Problem description: Reproduce the following entries exactly, leaving nothing out.
========
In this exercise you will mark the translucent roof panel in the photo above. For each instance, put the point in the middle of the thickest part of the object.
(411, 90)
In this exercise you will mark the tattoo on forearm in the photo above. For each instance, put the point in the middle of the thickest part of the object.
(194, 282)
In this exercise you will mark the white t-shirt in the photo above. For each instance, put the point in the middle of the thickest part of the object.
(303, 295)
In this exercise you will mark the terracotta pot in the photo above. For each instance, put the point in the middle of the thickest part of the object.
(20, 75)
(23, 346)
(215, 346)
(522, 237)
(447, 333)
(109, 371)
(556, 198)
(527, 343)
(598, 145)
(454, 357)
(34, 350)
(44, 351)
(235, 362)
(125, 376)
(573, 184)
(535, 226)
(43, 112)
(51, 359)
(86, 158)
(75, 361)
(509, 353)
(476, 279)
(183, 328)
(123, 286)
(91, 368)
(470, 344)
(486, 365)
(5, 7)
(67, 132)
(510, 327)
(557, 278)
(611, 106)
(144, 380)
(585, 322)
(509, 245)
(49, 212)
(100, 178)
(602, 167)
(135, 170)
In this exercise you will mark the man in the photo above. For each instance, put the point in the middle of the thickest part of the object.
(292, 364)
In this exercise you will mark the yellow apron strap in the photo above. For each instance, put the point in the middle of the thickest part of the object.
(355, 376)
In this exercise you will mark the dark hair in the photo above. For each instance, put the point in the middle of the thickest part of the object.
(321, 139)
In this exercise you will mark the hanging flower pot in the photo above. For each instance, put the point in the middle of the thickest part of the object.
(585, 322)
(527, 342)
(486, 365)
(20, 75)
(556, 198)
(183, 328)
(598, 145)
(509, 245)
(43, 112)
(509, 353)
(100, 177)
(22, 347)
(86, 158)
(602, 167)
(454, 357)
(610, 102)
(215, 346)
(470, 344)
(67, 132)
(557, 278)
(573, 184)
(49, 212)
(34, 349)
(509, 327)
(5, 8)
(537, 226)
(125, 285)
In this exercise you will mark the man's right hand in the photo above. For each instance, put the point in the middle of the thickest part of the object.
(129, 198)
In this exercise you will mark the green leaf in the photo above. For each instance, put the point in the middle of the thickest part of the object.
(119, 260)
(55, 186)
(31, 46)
========
Solution for this task:
In this exercise you will mark the translucent roof panel in the photo above. For each instance, put the point in the middle of the thickest part of the object.
(411, 90)
In this exercise you will mark the tattoo on forearm in the photo above. For each instance, put the point in the middle of the thickest part of the object.
(194, 282)
In this exercise you will mark the white t-shirt in the photo above. For each instance, put the point in the middle of the thickest part of the object.
(303, 295)
In this exercise you will mark the terracotta pot in the photo above. For each instance, put the point in the middle of the thickest part of the object.
(20, 75)
(23, 346)
(215, 346)
(522, 237)
(447, 333)
(109, 371)
(556, 198)
(527, 343)
(598, 145)
(454, 357)
(34, 350)
(44, 351)
(235, 362)
(125, 376)
(573, 184)
(535, 226)
(43, 112)
(51, 359)
(86, 158)
(75, 361)
(509, 353)
(476, 279)
(183, 328)
(123, 286)
(91, 368)
(470, 344)
(486, 365)
(5, 7)
(67, 132)
(510, 327)
(557, 278)
(611, 106)
(144, 380)
(585, 322)
(509, 245)
(49, 212)
(100, 178)
(602, 167)
(135, 170)
In this exercise you will mark the man in the photo above. For each instance, put the point in the middle of the thickest part of the object.
(292, 364)
In this exercise you will mark the yellow apron strap in the photo above. For each instance, put the point in the middle of the thickest part of the object.
(355, 376)
In this exercise you will mark the dark hair in the photo above. For each instance, put the point in the middle of the thickest part of the object.
(321, 139)
In this exercise you will mark the hanging flower pot in the photo above. For each instance, put the point in the middle of the thickest part of the object.
(585, 322)
(527, 342)
(486, 365)
(20, 75)
(556, 198)
(183, 328)
(598, 145)
(509, 245)
(43, 112)
(509, 353)
(100, 177)
(22, 347)
(86, 158)
(602, 167)
(454, 357)
(610, 102)
(215, 346)
(470, 344)
(67, 132)
(557, 278)
(573, 184)
(49, 212)
(34, 349)
(509, 327)
(5, 8)
(537, 226)
(125, 285)
In this exercise you will mark the man's right hand in the photo above. For each instance, put the point in the middle of the thickest part of the object.
(129, 198)
In this exercise you will mark the green leaf in the photo above. For each instance, put the point in the middle of the thickest part of the object.
(119, 260)
(55, 186)
(31, 46)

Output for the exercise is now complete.